WHAT IS EXPECTED =>
Would you retype the entries from the first line to the line bearing "The component shall identify every instance of the rock", both included, leaving out every picture?

*** INPUT RECORDS ***

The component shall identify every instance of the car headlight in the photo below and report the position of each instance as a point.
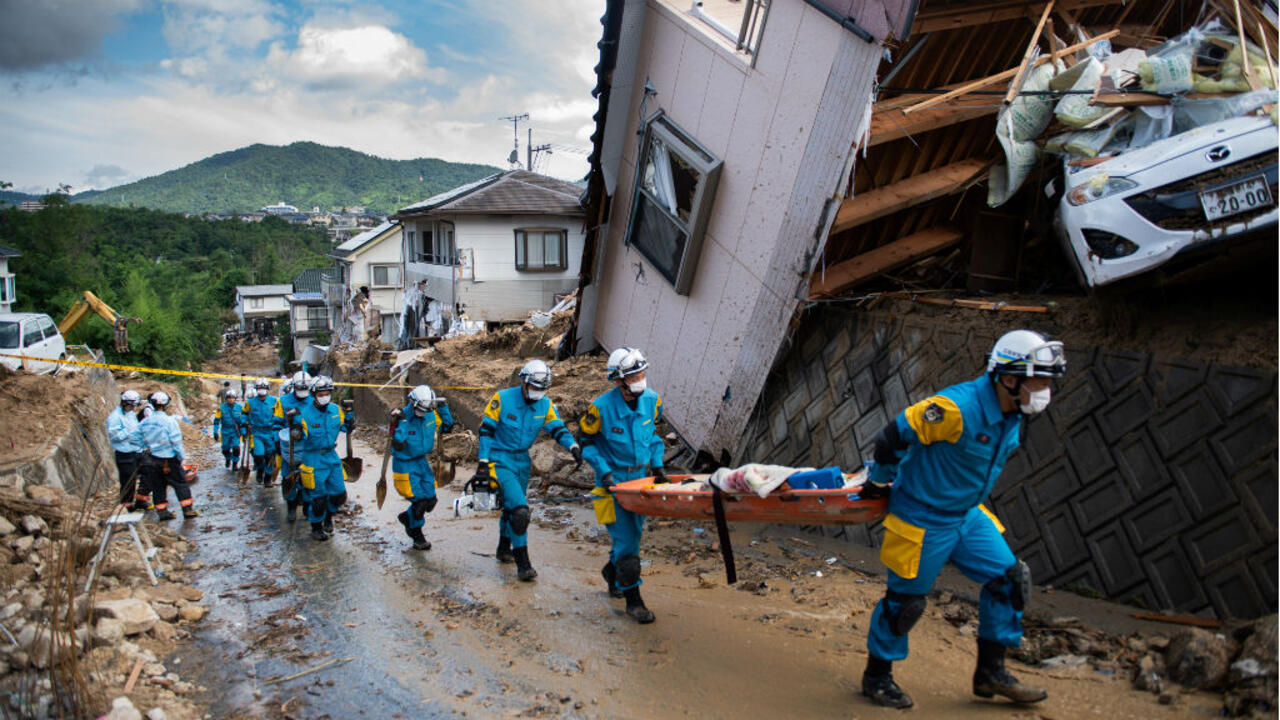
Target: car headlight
(1097, 187)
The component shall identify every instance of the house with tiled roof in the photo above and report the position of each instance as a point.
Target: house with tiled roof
(497, 247)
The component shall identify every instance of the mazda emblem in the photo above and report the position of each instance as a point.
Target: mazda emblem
(1219, 154)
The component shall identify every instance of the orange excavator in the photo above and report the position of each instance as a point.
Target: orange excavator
(119, 323)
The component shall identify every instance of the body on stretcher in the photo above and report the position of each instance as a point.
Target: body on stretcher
(691, 496)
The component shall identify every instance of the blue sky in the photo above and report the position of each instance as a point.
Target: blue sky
(100, 92)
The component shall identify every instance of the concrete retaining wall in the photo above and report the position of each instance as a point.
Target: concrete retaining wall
(1150, 479)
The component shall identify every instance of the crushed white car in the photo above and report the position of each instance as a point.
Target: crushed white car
(1194, 190)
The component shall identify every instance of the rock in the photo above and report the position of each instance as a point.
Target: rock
(33, 525)
(136, 615)
(192, 613)
(1198, 657)
(163, 630)
(122, 709)
(108, 630)
(167, 613)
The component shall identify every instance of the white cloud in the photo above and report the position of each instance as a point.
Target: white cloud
(360, 57)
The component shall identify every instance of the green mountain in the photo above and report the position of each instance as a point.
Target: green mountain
(302, 174)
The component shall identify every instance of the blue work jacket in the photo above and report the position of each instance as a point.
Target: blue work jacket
(163, 436)
(415, 437)
(620, 438)
(958, 442)
(511, 423)
(122, 429)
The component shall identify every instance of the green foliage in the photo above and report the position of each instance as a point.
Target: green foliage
(178, 274)
(302, 174)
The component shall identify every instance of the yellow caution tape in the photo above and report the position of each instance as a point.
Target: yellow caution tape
(197, 374)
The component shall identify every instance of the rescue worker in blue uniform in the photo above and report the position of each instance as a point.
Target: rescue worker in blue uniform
(265, 417)
(295, 395)
(621, 442)
(942, 456)
(163, 437)
(320, 472)
(414, 440)
(511, 424)
(122, 431)
(229, 427)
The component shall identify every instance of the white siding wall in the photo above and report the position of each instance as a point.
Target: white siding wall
(766, 124)
(493, 288)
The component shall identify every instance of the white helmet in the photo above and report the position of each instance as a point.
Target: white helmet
(1028, 354)
(423, 397)
(536, 374)
(626, 361)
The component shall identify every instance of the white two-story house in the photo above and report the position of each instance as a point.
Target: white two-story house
(8, 287)
(261, 306)
(497, 247)
(369, 264)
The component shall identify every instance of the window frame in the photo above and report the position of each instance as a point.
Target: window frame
(391, 268)
(521, 242)
(708, 165)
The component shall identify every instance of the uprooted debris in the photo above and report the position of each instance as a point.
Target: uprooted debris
(64, 650)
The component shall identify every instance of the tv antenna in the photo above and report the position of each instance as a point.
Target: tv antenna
(513, 159)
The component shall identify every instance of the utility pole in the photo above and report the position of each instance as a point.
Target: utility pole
(515, 137)
(530, 149)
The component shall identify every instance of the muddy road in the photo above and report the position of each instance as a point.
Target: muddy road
(451, 633)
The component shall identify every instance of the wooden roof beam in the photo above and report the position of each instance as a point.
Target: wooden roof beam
(908, 192)
(987, 13)
(837, 278)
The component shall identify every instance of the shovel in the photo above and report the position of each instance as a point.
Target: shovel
(380, 488)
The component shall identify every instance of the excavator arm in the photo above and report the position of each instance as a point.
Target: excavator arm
(90, 301)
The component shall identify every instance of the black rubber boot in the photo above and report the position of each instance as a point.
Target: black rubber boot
(419, 541)
(611, 578)
(880, 687)
(991, 678)
(524, 568)
(503, 552)
(636, 609)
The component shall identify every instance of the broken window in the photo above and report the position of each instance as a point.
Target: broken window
(540, 249)
(675, 188)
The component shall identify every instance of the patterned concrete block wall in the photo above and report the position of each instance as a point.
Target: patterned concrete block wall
(1150, 481)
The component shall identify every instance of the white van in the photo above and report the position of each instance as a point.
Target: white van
(32, 335)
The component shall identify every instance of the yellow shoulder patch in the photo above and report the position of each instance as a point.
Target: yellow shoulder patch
(936, 419)
(590, 423)
(494, 409)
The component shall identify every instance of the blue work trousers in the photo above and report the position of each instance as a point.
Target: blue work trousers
(973, 543)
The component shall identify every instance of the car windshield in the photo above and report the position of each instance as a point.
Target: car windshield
(8, 335)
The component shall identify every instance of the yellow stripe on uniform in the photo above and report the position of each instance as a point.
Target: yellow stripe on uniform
(936, 419)
(197, 374)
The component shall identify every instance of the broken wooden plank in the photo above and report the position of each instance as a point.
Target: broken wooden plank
(1002, 76)
(908, 192)
(1029, 55)
(849, 273)
(968, 16)
(890, 123)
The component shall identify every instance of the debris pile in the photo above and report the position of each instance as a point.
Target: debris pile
(65, 650)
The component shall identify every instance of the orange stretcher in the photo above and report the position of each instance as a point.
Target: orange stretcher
(836, 506)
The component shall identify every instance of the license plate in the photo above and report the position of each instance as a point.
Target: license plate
(1243, 196)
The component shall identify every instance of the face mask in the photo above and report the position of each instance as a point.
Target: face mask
(1037, 404)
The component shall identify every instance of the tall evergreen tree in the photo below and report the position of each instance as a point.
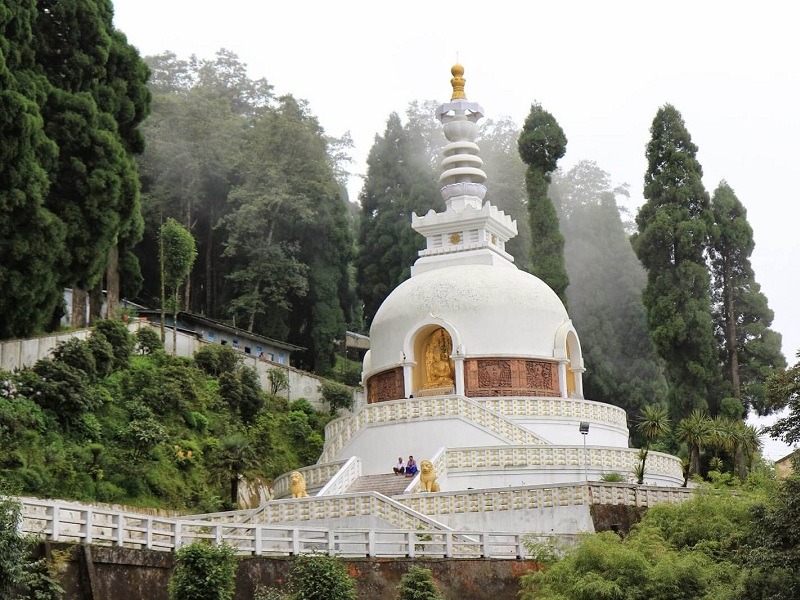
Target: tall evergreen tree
(605, 292)
(398, 183)
(96, 103)
(672, 242)
(750, 349)
(541, 144)
(31, 237)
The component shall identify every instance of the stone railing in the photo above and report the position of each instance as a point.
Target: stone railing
(608, 459)
(561, 408)
(316, 476)
(344, 478)
(324, 508)
(57, 522)
(545, 496)
(339, 433)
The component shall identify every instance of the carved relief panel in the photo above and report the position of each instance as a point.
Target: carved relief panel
(487, 377)
(387, 385)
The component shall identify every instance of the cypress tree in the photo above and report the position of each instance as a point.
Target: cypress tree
(398, 183)
(31, 237)
(672, 243)
(750, 350)
(541, 144)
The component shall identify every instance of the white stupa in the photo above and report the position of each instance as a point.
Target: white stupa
(476, 366)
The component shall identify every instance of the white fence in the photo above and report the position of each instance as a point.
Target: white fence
(59, 522)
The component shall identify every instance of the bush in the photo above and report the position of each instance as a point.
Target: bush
(320, 577)
(77, 354)
(203, 572)
(122, 342)
(148, 341)
(418, 584)
(336, 395)
(103, 354)
(216, 360)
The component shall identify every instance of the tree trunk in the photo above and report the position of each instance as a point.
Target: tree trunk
(96, 303)
(78, 316)
(730, 333)
(112, 283)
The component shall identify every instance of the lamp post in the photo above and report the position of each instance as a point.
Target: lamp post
(584, 429)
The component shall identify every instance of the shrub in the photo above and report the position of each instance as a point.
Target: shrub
(418, 584)
(216, 360)
(148, 341)
(321, 577)
(203, 572)
(103, 354)
(77, 354)
(336, 395)
(120, 339)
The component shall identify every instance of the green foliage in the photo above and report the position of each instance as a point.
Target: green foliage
(203, 572)
(278, 380)
(217, 359)
(749, 349)
(674, 226)
(418, 584)
(117, 334)
(76, 353)
(320, 577)
(31, 236)
(399, 182)
(605, 292)
(336, 395)
(148, 341)
(541, 144)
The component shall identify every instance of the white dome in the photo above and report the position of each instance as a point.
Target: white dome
(491, 310)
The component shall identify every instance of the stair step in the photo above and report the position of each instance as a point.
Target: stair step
(386, 484)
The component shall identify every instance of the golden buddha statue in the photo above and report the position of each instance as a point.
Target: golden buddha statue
(438, 367)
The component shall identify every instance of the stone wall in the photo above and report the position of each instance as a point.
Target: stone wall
(98, 572)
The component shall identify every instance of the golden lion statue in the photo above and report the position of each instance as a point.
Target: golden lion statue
(297, 485)
(428, 477)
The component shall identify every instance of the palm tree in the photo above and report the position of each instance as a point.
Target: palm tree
(653, 423)
(695, 432)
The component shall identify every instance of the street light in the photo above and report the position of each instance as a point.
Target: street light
(584, 429)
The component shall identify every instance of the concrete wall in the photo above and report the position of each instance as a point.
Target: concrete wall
(97, 572)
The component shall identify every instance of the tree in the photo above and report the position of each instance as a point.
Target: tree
(320, 577)
(418, 584)
(653, 424)
(31, 237)
(605, 292)
(750, 350)
(695, 431)
(177, 257)
(398, 183)
(783, 390)
(541, 144)
(203, 572)
(92, 112)
(672, 242)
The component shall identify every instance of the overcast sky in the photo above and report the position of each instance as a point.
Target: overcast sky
(601, 68)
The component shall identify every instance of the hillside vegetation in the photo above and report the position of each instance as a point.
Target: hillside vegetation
(116, 419)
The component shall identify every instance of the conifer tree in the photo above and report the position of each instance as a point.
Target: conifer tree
(541, 144)
(398, 183)
(750, 350)
(605, 292)
(672, 243)
(31, 237)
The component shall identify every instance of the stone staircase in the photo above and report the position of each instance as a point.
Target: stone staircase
(387, 484)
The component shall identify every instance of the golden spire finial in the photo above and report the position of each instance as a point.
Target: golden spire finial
(458, 82)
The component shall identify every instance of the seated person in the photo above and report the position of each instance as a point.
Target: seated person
(411, 467)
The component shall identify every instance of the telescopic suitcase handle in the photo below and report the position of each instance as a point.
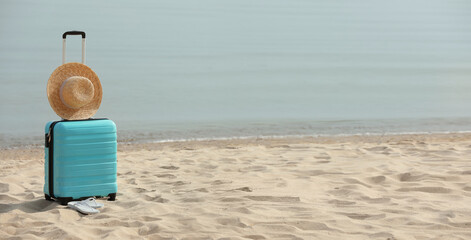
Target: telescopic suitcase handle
(83, 44)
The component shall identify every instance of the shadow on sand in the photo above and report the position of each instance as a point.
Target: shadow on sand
(34, 206)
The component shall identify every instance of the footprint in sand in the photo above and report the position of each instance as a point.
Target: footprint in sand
(170, 167)
(426, 189)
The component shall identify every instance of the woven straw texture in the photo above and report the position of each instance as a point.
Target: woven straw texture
(54, 84)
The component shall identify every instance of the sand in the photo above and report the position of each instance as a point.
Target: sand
(361, 187)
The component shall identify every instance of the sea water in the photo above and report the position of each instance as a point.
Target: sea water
(204, 69)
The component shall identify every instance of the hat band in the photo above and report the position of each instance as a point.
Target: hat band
(60, 94)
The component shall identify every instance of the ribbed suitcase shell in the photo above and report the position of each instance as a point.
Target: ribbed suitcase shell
(84, 159)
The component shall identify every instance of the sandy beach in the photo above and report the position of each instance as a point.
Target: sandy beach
(357, 187)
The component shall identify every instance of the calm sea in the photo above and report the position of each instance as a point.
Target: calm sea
(218, 69)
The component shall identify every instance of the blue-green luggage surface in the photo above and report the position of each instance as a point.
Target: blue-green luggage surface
(84, 159)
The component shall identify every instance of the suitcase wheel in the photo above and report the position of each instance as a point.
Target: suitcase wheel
(47, 197)
(64, 201)
(112, 197)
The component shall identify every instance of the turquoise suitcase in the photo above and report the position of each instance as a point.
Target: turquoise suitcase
(80, 160)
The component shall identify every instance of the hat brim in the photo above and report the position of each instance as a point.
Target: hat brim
(54, 85)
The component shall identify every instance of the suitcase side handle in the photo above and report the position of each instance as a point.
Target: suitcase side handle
(64, 36)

*** End of INPUT RECORDS ***

WRITTEN ANSWER =>
The component shall identify every instance of the car headlight in the photo below and report the position of each instance as a point.
Target: car headlight
(1097, 187)
The component shall identify every instance of the house with tiled roof in the photo above and report the position of each instance as a point.
Target: house with tiled roof
(497, 247)
The component shall identify every instance of the mazda emblem in the photo above and report the position of each instance as a point.
Target: mazda emblem
(1219, 154)
The component shall identify every instance of the orange excavator in the photo above and report the position of each instance as a point.
Target: orange excavator
(119, 323)
The component shall identify every instance of the body on stretcher in the photo above and report the position of each instance as a point.
Target: body on stretcher
(691, 496)
The component shall identify every instance of the blue sky in the photo above and report the position of each instance as a point.
Target: blue sky
(100, 92)
The component shall identify every instance of the concrete retaining wall in the photo above and report the position of each instance as a point.
Target: concrete retaining wall
(1150, 479)
The component shall identify every instance of the crushed white car in the photo above and report the position of each instance as a point.
Target: crushed white car
(1194, 190)
The component shall identify every instance of the rock in the photo above and report the position of each instance as a point.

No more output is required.